- **Work to do**
1. In the forum thread about ball joints, how much would skipping the tall upper ball joints save?
2. Which usernames post in the ball joint forum thread?
3. From the ball joint thread, copy out the passage that opens with the words containing "I wouldn't do" and closes with "conversation extremely rewarding.".
==== Selected excerpt
Do the Gmod OR the tall ball joints; not both.

Jasons72
01-27-2010, 01:35 PM
Ok, then i will just stick with the tall ball joints and the adjustable uppers.

1968Maro
01-27-2010, 02:43 PM
Yeah,

Took me a long time to learn that too, but you cannot change the Camber curve without changing the physical pick up points on the vehicle or the hieght of the ball joints

Found this site very usefull

http://www.ozebiz.com.au/racetech/theory/align.html

Jasons72
01-27-2010, 04:23 PM
In looking at saving cost, could i do the adjustable upper control arms, the tall lower ball joints and then the g-mod in order to offset the price of also buying the tall upper ball joints? that would save me $170.

Mkelcy
01-27-2010, 04:47 PM
In looking at saving cost, could i do the adjustable upper control arms, the tall lower ball joints and then the g-mod in order to offset the price of also buying the tall upper ball joints? that would save me $170.

I wouldn't do the Gmod. Get the adjustable UCAs and the tall upper ball joint for now. Have you called Marcus at SC&C to get his opinion? He's hard to reach but once you do, you'll find the conversation extremely rewarding.

Jasons72
01-27-2010, 06:53 PM
Not yet but i had planned on it.

JRouche
01-27-2010, 10:33 PM
In looking at saving cost, could i do the adjustable upper control arms, the tall lower ball joints and then the g-mod in order to offset the price of also buying the tall upper ball joints? that would save me $170.

One of the major costs of the tall ball joints (uppers, I didnt think there was a tall lower) I think? Is that they are some superior ball joints. Not just that they are taller, and help with the camber issues , but that they are some really high quality ball joints. You get two fixes in one part.

So by going with the taller ball joints you are getting more than the improved geometry. You are buying a high quality part. JR

Jasons72
01-28-2010, 10:50 AM
True, i guess i should just wait and save upto buy better components. Yes there is a tall lower ball joint that actually drops the car from 1/2" to 3/4". Being a college student dropping 715 on ball joints and upper arms and still not having the coilovers is a lot, plus i still have the stock lowers that aren't the strongest that i will have to modify to accept the coilovers. And i still need to fab up my rear 4 link :)

Mkelcy
01-28-2010, 11:37 AM
True, i guess i should just wait and save upto buy better components. Yes there is a tall lower ball joint that actually drops the car from 1/2" to 3/4". Being a college student dropping 715 on ball joints and upper arms and still not having the coilovers is a lot, plus i still have the stock lowers that aren't the strongest that i will have to modify to accept the coilovers. And i still need to fab up my rear 4 link :)

The upper arms/balljoints are right around $500. I'd go with that package and do lower control arms/ball joints later, if you think you need them.

Why do you want coilovers? Are you going to be making frequent ride height (and alignment) adjustments?

wmhjr
01-28-2010, 11:51 AM
Why do you want coilovers? Are you going to be making frequent ride height (and alignment) adjustments?

Same question from me. Some folks should just rename "coil-overs" to "cool-overs" because the cool look is the reason they do it and not for any performance gains. I'll bet for every well designed coil-over application done with real thought and careful design there are 50 that are just slapped together and are probably out-performed by a well designed non-coil-over application.
========
==== Supplied material
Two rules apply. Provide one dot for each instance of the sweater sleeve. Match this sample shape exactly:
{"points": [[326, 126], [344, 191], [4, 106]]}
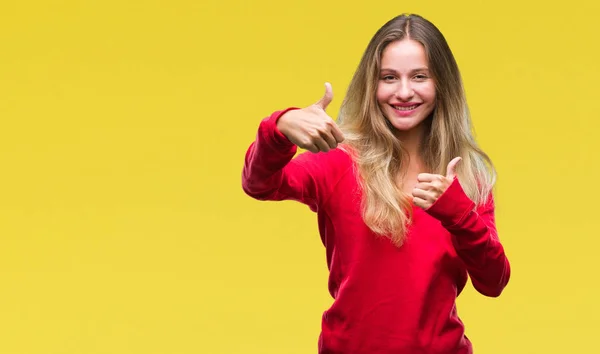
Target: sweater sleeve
{"points": [[272, 173], [475, 238]]}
========
- **Solutions**
1. $170

2. Jasons72, 1968Maro, Mkelcy, JRouche, wmhjr

3.
I wouldn't do the Gmod. Get the adjustable UCAs and the tall upper ball joint for now. Have you called Marcus at SC&C to get his opinion? He's hard to reach but once you do, you'll find the conversation extremely rewarding.